* _PASSAGE GIVEN_:
● ● ● ● ● ● ●
4.24.2010

April Read: Posters For The People

Artist: Richard Floethe
Library of Congress
Posters for the People: Art of the WPA
Ennis Carter; Foreword by Christopher DeNoon [2008]

During the WPA, varied programs promoted a level of civic engagement that's unimaginable now. Among the Federal Art Project [FAP] efforts at putting unemployed artists to work, it seems the poster studios left us the most memorable work.

In his foreword to this book, Christopher DeNoon writes of researching WPA posters in the 1980's—finding few examples and little information, until being led to the Library of Congress and George Mason University archives.

Since then, the LOC has made posters available online, at By the People, For the People: Posters from the WPA, 1936-1943. DeNoon notes that these approximately 900 designs are only a fraction of over 35,000 posters designed and two million printed during the WPA years.

The largest printed collection to date, Ennis Carter's book includes about 500 designs, from LOC as well as other institutional and private collections. A companion site, Posters for the People, features many of the book's posters. The site is working to increase the total number of posters archived, and to serve as "the WPA Living Archive."

There's so much wonderful stuff here, in design or historical interest—and very often, both.

Posters publicized diverse New Deal programs at the local level. Subjects included

Civic improvement: Help Your Neighborhood By Keeping Your Premises Clean
Health: Make Your Health Points Get Your [TB] Test Now
Nutrition: Eat Fruit Be Healthy
Child rearing: No Creature In This World So Ignorantly Nurtured As The Average Baby
Education, including classes to give adults A Road To Future Success.
Reading, and use of the library—"an American institution."
It's a sign of the times that labor activism could be taken as a point of reference:
Library of Congress
Artist: Erick Hans Krause
As history, the posters show a range of what our institutions were once willing to tackle.

Planned housing was offered as a solution to social ills:
Infant mortality - as in this and this;
Juvenile delinquency;
And crime.

While it may have been a matter of individual artist sensitivity, it seems that some representations of African-Americans are much more respectful than was usual for the period.
Library of Congress
Artist: Richard Hall
Although this from the WPA Living Archive may just have been a color scheme decision, it does seem to portray a non-white family, in an unusually non-caricatured manner—
There are also posters for exhibitions of Indian art, designed by non-Indians, but featuring Native artwork. Among several posters for the "Indian Court" exhibit are Pueblo Turtle Dancers, and Buffalo Hunt.

Cheerful designs promoted community events of all sorts:
Father-and-Son Banquet
Amateur Contest for Children
Barbershop Quartet Concert
Activities for girls --
--and boys.
Both posters above: Library of Congress
Artist: Beard [full name unknown]
Of course, gender roles would (briefly) become more flexible in a few years, and federally-funded art would become centered on wartime themes.
Boston Public Library
But at the height of the FAP—with fine artists on payroll in various units—posters promoted art exhibits, and the Project established an annual Buy American Art Week.

Another design: National Art Week American - Art For American Homes.

A 1941 version is National Art Week - Buy American – Give American – Own American.
● ● ● ● ● ● ●
* _RECORDED DATA_:
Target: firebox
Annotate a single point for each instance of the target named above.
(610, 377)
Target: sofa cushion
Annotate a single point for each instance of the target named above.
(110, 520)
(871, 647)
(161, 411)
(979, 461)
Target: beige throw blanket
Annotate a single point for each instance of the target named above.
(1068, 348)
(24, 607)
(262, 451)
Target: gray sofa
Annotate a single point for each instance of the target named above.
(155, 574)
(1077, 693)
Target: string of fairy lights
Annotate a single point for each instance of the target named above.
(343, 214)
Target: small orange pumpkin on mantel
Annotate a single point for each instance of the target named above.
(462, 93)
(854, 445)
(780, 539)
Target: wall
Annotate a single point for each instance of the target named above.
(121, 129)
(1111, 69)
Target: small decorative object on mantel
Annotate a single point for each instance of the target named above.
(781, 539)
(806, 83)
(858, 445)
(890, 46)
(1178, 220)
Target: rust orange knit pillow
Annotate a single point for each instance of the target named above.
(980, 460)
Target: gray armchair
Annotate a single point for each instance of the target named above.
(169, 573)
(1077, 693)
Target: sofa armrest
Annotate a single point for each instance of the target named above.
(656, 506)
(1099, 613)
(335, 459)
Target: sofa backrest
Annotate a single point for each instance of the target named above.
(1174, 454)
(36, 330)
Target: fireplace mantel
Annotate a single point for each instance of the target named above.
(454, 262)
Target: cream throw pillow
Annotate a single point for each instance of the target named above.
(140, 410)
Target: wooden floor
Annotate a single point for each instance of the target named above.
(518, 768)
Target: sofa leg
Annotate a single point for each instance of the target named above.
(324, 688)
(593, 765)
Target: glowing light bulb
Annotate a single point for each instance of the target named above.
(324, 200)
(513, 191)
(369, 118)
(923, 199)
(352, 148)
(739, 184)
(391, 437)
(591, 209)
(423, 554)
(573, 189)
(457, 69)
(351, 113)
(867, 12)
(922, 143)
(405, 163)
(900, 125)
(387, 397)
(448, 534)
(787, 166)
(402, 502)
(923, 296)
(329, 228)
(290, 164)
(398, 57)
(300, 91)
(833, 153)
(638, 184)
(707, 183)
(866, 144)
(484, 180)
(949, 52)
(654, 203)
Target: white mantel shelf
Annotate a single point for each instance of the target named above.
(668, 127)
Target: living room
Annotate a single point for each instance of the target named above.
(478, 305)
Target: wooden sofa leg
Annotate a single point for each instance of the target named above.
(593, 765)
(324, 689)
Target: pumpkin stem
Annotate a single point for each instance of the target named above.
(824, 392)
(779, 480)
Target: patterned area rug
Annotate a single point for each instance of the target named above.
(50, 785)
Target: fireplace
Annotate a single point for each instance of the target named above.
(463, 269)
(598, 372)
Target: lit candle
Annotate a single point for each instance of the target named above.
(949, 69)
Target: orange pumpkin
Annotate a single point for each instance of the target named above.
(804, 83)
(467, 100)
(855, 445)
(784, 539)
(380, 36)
● ● ● ● ● ● ●
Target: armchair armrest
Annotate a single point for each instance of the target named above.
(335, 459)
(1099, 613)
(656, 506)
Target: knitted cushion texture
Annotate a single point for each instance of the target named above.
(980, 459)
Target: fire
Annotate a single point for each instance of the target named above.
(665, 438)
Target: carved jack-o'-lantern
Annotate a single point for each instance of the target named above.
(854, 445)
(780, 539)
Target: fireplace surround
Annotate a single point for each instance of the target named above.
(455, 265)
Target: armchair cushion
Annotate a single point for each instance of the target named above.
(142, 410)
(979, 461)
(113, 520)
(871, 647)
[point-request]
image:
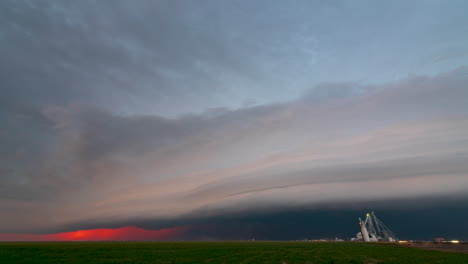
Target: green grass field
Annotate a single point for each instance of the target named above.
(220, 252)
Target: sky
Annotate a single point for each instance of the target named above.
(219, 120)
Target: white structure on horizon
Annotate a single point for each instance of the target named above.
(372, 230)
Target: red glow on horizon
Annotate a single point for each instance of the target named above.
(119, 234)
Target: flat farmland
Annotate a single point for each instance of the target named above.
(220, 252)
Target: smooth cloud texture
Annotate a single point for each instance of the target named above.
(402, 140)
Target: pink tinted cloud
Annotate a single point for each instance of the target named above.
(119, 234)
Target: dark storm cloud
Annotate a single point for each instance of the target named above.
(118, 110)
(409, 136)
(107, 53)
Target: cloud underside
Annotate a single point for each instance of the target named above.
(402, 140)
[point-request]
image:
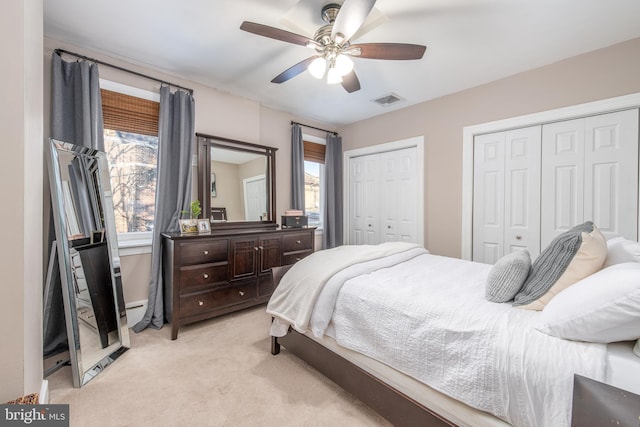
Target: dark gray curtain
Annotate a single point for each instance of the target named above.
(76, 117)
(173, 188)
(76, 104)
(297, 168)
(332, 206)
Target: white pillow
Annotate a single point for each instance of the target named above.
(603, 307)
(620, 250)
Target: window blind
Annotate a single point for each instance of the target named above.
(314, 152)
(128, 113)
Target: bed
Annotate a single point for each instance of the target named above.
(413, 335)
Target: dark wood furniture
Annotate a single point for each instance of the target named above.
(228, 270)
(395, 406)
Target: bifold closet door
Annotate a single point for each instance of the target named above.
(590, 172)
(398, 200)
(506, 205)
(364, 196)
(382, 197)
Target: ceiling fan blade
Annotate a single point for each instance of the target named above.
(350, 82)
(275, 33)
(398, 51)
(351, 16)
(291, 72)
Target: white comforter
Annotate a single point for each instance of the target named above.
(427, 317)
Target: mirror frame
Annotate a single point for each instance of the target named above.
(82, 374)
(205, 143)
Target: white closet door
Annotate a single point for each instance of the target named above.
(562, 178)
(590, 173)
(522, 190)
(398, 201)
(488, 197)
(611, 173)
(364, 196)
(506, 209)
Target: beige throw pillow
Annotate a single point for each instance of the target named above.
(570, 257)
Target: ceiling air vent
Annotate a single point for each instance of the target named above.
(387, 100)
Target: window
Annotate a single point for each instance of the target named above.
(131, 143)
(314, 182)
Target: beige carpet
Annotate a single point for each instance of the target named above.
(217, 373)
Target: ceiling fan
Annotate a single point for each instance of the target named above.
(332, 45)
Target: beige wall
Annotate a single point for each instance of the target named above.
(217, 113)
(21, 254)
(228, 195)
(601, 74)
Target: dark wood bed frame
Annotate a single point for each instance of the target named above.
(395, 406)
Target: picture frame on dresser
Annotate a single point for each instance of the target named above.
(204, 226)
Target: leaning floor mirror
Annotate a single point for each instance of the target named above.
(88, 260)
● ● ● ● ● ● ●
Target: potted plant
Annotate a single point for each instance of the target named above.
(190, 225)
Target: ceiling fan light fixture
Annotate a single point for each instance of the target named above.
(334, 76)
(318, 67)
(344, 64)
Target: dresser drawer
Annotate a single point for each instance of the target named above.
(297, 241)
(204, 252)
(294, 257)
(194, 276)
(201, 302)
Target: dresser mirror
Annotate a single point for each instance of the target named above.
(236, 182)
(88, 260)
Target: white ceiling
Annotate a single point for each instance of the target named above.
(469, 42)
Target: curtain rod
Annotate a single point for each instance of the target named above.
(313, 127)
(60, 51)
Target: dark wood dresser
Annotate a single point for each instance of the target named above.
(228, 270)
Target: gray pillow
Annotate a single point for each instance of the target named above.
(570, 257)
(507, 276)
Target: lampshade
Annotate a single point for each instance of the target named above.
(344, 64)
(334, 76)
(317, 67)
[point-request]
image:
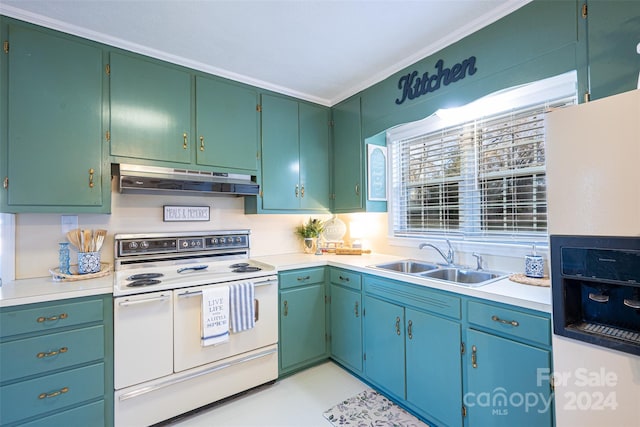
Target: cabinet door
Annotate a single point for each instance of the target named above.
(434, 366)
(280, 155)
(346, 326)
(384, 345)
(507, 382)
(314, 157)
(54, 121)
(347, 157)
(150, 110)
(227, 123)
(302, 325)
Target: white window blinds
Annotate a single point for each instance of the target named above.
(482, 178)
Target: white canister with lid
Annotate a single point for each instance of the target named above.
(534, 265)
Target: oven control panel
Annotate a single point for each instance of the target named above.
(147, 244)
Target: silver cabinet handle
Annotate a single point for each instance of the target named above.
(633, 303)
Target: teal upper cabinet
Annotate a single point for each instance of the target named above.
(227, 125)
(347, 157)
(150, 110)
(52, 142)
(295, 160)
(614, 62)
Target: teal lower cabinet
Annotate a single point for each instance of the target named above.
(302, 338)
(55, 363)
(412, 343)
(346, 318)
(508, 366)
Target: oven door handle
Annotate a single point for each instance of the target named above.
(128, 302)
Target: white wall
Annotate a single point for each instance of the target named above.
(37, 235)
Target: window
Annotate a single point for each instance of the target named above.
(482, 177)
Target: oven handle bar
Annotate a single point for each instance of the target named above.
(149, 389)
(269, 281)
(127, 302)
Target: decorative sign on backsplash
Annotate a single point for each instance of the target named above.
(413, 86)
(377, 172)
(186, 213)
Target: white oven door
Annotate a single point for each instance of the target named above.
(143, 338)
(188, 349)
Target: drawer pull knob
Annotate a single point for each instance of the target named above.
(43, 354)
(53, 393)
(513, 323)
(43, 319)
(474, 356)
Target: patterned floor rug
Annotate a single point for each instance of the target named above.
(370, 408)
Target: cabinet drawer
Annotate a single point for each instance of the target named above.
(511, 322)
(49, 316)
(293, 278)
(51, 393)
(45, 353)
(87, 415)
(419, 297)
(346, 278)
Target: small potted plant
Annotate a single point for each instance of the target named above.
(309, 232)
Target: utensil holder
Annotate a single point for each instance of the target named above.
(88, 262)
● ● ● ● ● ● ●
* _REQUIREMENTS_:
• A. According to the WPA poster review, how many posters were designed during the WPA years?
• B. Continue the WPA poster review from its last sentence.
The records aren't needed for any of this.

* _TASK ANSWERS_:
• A. Over 35,000 posters were designed, and two million were printed.

• B.
There's an impressive range of cultural events aimed at varied tastes—performed by troupes prominently labeled "Federal"—
Library of Congress
George Mason University Libraries

Despite furors over leftish plays, there is poster after poster for offerings of
domestic farce
;
vaudeville;
puppet shows;
and ... puppet vaudeville.

Some plays would seem to have been unobjectionably patriotic, like "Created Equal - A Dramatic Chronicle Based Upon The Constitution."

On the other hand, considering how much they need to stifle information they don't control, the "Economic Royalists" were outraged by any and all New Deal messages to the masses.

This play seems to have been a hit, with productions around the country.
Library of Congress
One that was too likely to give the rabble ideas? Actually, it was an adaptation of a Viennese farce; a 1937 Harvard Crimson review is here.

But even roller-skating beavers appear to have been eager for change.
George Mason University Libraries
I would love to have seen marionette robots in action.
Library of Congress
Artist: Charles Verschuuren
Some mysterious performances are survived only by an image in the WPA Living Archive.
Carter quotes Richard Floethe, who directed the poster studio in New York: "The Government unwittingly launched a movement to improve the commercial poster and raise it to a true art form."

There are wonderful designs, often from artists who seem to have left no other public record of their work. Among these are Arlington Gregg, who created wittily stylized designs for the Illinois FAP. Some examples are here, here, and here.

Dorothy Waugh produced striking posters for the National Parks, a number of which are in the book but not online. The Boston Public Library has examples here and here. Under the heading, "Vintage National Parks Poster," this Western art dealer shows a Waugh poster and includes a biographical sketch on the artist.

WPA posters promoted Free Art Instruction; Free Grand Opera; and Free-Free-Free Federal Theatre.

It couldn't have lasted. As useful as a revival might be, given our current depression of indefinite duration, it won't happen.

At least we have a reminder of past national achievements in this beautiful volume...

... Printed in Singapore.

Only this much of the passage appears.